■ **TEXTO MOSTRADO**
──────

Una figura simbólica es por definición inagotable. Cien veces pasaremos ante los capiteles de Autum, ante las sillas del coro de Saint-Bertrand-de-Comminges y los pórticos de Bourges, y cien veces descubriremos nuevos significados y nuevos caminos de la conciencia.

Cuando en el transcurso de su viaje el peregrino ve en un capitel a dos caballeros luchando, descubre un reflejo de su particular combate entre la inercia y su deseo de avanzar. Sabe que su mirada, la que abre camino, es el tercer término capaz de pacificar esta dualidad.

La lechuza que el monje contempla desde el claustro al recogimiento, a la meditación, pero también a la visión de la luz dentro de las tinieblas. El monje recuerda que ese claustro, donde se concentran las energías antes de fecundar el mundo exterior es similar a la isla que emergió de las aguas primordiales el primer día de la creación.

Es un hecho absolutamente lamentable que la enseñanza que se imparte a nuestros hijos no incluya la simbología. Incluso en literatura se trata mal a la pobre Edad Media; por no hablar de las obras de las civilizaciones tradicionales, de las que los escolares ni siquiera oyen hablar. En nuestra opinión, la famosa crisis de la enseñanza no reside tanto en cómo se imparte sino en el contenido. Ignorar las tragedias de Corneille nos parece menos grave que no saber descifrar las esculturas de los templos y las catedrales, lo cual supone una terrible laguna en la formación de nuestro espíritu.

El que aprende a ver descubre en los capiteles alusiones a numerosos estados de ánimo, a cualidades que debe adquirir, a defectos que tiene que evitar y a trampas de las que es posible escapar. El hombre se conforma a sí mismo a través de la mirada, se comunica con los demás a través del símbolo que constituye un lenguaje común aunque, eso sí, con tantas interpretaciones como intérpretes. El símbolo es un extraordinario medio de comunicación en civilizaciones que no tienen televisión o radio. Cuando los modernos medios de comunicación comprendan el lugar que deberían concederle, el símbolo recuperará su importancia.

──────

■ **REGISTROS PROPORCIONADOS**
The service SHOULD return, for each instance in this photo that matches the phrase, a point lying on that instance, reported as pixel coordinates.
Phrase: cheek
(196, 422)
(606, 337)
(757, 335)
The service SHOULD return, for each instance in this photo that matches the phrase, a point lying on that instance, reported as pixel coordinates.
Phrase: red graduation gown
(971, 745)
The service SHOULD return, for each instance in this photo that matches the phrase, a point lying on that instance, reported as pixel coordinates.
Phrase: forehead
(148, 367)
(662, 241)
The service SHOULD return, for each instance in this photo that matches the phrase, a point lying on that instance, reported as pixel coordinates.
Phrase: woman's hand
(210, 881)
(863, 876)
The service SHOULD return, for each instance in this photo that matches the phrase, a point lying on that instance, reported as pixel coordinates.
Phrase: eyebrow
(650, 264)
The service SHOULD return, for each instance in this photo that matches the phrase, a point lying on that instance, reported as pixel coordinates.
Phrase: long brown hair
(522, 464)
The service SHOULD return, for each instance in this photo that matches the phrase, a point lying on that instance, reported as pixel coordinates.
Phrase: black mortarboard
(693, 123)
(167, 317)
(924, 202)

──────

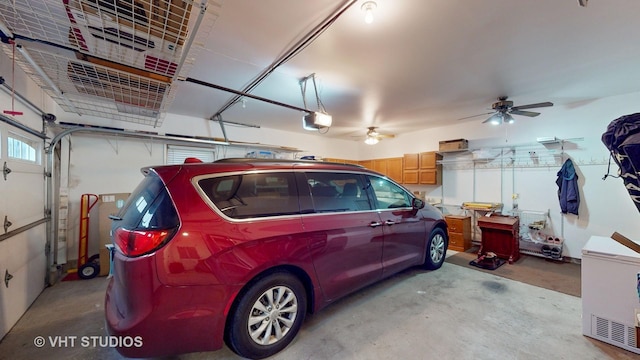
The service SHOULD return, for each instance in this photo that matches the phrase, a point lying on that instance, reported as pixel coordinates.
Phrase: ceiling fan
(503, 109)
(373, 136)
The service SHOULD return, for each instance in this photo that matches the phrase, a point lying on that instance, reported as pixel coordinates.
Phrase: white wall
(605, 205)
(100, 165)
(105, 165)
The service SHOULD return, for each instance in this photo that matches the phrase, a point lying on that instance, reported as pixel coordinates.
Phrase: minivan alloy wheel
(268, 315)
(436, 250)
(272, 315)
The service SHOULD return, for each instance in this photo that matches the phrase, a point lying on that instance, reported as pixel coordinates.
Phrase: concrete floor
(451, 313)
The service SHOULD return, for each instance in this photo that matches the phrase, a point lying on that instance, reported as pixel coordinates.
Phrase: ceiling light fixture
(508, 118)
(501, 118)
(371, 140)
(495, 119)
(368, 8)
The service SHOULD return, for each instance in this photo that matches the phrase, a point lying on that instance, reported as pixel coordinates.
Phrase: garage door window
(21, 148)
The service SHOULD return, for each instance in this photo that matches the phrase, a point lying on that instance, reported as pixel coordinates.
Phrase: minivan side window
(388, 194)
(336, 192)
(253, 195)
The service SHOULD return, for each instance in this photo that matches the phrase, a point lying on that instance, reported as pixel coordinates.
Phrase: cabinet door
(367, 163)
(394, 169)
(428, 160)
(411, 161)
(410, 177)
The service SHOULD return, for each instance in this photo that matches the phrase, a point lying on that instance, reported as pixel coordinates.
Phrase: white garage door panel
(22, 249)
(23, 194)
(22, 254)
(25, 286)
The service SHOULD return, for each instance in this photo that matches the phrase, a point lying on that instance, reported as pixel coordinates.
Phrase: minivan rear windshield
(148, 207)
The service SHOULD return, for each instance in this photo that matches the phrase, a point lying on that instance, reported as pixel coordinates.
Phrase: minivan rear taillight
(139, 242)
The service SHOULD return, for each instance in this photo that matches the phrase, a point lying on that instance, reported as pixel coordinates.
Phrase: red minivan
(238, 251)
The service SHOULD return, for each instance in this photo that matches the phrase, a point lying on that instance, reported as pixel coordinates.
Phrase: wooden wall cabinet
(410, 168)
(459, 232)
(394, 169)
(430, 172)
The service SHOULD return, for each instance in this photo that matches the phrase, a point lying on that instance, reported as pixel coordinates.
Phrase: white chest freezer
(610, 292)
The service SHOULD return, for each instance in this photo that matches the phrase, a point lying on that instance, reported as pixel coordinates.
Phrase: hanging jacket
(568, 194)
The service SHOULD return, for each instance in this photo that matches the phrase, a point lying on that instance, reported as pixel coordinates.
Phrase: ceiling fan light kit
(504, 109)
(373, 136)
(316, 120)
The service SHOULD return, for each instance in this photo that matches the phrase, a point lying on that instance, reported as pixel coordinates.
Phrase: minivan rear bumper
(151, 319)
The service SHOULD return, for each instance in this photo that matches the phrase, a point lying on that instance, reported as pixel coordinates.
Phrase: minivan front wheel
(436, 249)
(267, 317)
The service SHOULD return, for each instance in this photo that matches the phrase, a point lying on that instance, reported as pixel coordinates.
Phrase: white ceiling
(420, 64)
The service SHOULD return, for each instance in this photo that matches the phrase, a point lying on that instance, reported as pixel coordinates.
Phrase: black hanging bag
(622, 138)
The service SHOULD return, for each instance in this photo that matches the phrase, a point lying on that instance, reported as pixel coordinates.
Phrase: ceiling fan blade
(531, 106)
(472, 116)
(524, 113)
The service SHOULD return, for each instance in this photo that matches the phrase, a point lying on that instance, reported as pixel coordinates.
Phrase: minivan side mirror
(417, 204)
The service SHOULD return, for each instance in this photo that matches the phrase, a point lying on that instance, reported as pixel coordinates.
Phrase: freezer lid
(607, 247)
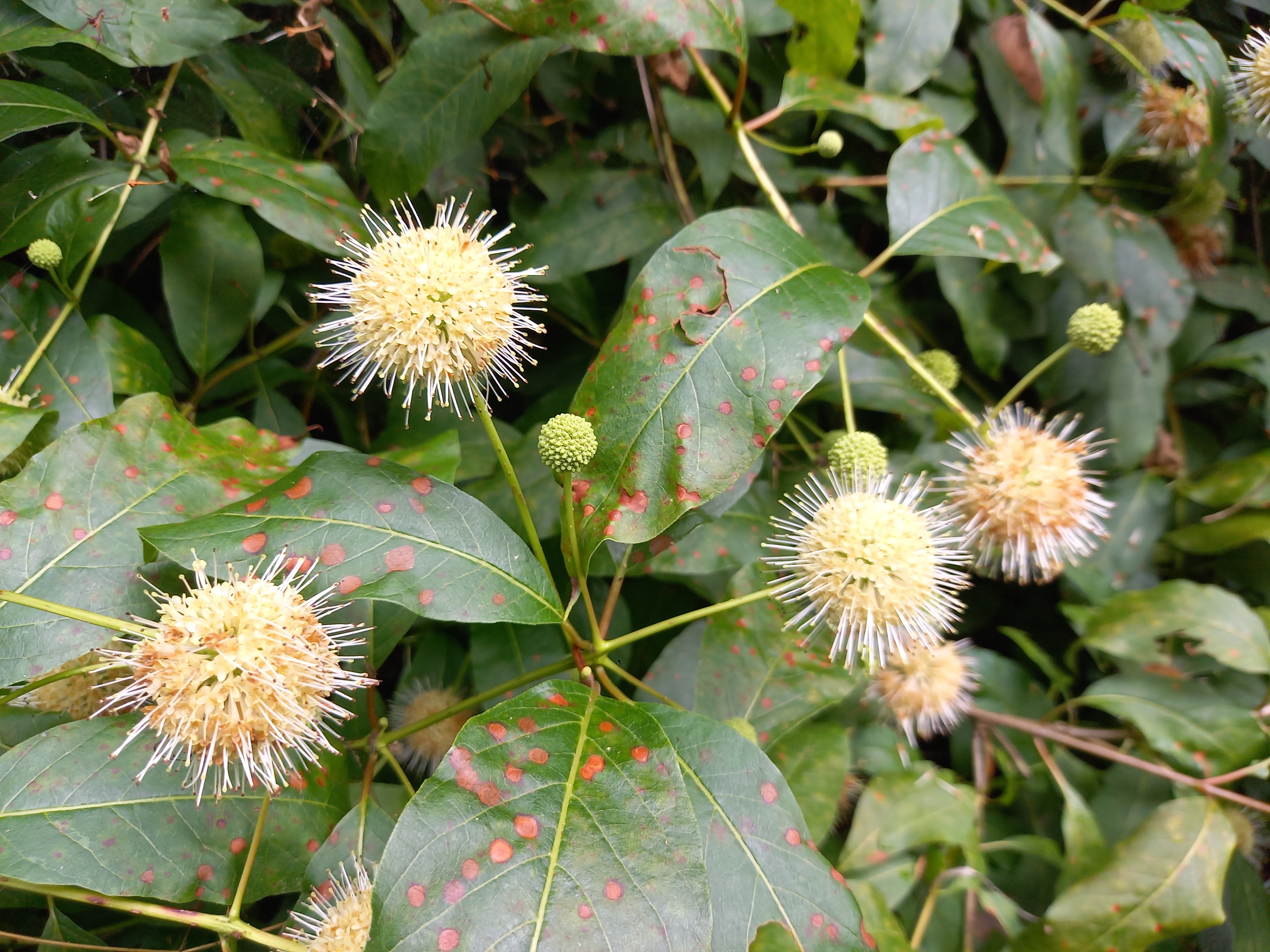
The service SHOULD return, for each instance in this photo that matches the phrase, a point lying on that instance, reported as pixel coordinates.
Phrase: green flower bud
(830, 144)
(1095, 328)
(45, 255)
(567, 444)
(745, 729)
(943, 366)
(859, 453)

──────

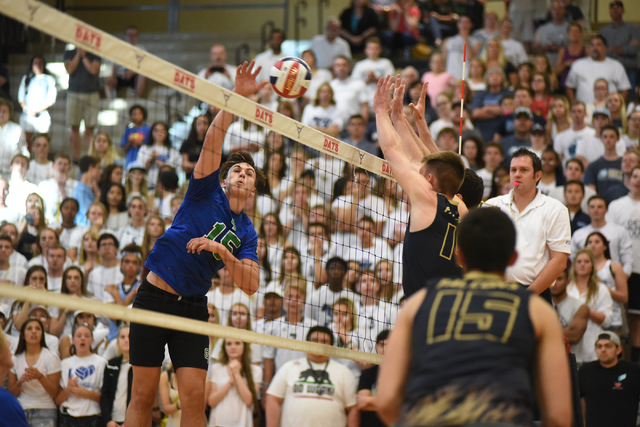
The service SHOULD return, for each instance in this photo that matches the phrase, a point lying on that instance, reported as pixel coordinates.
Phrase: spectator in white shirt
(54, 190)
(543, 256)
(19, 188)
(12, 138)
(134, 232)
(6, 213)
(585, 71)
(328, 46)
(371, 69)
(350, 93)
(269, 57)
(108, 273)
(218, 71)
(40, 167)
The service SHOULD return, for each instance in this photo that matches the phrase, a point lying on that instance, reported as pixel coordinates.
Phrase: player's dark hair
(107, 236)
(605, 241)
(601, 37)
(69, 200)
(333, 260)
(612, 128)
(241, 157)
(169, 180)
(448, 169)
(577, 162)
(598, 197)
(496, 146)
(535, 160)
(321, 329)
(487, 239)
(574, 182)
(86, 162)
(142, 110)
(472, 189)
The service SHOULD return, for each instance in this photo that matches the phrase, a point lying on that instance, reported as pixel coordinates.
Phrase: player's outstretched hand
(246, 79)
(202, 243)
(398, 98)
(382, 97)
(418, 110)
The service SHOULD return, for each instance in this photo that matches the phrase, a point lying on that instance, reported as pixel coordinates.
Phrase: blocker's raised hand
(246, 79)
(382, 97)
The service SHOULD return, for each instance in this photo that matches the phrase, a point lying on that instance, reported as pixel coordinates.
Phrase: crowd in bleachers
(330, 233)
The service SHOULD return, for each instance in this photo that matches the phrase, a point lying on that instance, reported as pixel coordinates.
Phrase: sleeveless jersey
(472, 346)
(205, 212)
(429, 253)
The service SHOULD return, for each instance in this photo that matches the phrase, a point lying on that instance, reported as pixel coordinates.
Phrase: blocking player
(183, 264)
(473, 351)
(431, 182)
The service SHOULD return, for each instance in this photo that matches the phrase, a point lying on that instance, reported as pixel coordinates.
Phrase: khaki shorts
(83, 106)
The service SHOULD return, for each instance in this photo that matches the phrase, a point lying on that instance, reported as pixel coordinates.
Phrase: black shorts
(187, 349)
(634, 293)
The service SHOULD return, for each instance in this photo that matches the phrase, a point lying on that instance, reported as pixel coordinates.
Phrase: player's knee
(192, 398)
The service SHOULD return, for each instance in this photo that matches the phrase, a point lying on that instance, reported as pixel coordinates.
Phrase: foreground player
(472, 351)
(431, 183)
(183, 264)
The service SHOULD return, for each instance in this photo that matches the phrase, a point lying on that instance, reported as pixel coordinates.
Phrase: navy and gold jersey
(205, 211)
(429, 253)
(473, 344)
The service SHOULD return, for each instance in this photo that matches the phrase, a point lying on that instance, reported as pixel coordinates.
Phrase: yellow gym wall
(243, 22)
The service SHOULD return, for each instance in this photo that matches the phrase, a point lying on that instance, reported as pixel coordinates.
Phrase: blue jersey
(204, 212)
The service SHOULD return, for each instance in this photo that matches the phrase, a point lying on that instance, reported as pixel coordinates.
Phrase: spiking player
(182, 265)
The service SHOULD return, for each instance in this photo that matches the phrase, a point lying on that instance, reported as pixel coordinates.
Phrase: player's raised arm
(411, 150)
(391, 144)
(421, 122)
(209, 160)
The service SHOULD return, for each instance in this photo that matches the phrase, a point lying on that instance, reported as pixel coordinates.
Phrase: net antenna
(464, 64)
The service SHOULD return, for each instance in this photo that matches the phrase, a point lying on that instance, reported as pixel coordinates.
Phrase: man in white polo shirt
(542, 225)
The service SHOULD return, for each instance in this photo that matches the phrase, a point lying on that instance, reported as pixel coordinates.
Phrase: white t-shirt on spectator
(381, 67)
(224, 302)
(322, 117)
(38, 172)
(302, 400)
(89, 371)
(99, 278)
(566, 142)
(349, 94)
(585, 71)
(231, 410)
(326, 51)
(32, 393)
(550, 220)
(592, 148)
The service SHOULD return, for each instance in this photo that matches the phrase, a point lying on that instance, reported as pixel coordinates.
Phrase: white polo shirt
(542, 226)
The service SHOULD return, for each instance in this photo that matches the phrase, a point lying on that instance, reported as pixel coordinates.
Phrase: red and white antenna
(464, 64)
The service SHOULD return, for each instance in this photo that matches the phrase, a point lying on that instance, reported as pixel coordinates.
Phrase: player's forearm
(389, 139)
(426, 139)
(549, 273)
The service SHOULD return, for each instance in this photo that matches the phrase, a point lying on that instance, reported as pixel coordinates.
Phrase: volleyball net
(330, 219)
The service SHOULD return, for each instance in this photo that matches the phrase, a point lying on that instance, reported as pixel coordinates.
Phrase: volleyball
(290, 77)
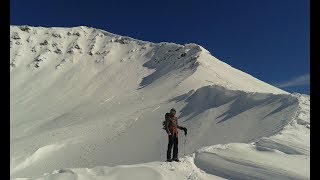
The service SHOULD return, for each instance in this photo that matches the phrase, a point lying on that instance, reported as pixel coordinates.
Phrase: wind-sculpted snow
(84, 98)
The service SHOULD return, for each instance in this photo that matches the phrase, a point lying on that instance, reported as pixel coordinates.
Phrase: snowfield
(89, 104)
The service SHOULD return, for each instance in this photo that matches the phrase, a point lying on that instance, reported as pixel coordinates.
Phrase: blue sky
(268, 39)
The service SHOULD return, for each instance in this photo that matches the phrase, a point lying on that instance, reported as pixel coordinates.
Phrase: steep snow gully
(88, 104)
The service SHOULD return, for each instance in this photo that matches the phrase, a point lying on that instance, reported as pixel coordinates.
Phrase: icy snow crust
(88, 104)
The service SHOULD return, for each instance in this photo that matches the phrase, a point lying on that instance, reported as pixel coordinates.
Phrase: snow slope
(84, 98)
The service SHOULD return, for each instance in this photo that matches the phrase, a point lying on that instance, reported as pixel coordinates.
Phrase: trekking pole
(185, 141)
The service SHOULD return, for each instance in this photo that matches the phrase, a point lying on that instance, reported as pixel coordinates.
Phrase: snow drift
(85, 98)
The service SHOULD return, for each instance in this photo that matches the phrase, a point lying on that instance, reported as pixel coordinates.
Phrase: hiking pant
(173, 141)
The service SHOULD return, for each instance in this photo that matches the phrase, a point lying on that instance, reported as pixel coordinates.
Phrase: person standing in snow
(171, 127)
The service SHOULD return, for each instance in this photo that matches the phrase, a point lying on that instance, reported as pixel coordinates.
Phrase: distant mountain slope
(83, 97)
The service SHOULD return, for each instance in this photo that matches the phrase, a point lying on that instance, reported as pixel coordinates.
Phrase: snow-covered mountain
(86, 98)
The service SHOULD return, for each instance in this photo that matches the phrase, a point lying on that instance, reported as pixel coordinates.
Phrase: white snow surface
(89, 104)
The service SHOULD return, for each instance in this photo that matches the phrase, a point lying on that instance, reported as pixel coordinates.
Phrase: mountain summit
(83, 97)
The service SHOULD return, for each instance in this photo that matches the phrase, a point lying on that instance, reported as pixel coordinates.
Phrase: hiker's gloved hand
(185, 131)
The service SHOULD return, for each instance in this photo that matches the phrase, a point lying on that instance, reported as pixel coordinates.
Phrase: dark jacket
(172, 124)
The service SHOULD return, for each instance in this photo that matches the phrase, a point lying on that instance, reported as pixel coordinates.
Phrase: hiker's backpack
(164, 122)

──────

■ **TAREA ASIGNADA**
Transcribe sin cambios el fragmento del texto sobre la simbología que comienza con las palabras que contienen "Es un hecho" y termina con "de nuestro espíritu.".

■ **SOLUCIÓN DEL EJERCICIO**
Es un hecho absolutamente lamentable que la enseñanza que se imparte a nuestros hijos no incluya la simbología. Incluso en literatura se trata mal a la pobre Edad Media; por no hablar de las obras de las civilizaciones tradicionales, de las que los escolares ni siquiera oyen hablar. En nuestra opinión, la famosa crisis de la enseñanza no reside tanto en cómo se imparte sino en el contenido. Ignorar las tragedias de Corneille nos parece menos grave que no saber descifrar las esculturas de los templos y las catedrales, lo cual supone una terrible laguna en la formación de nuestro espíritu.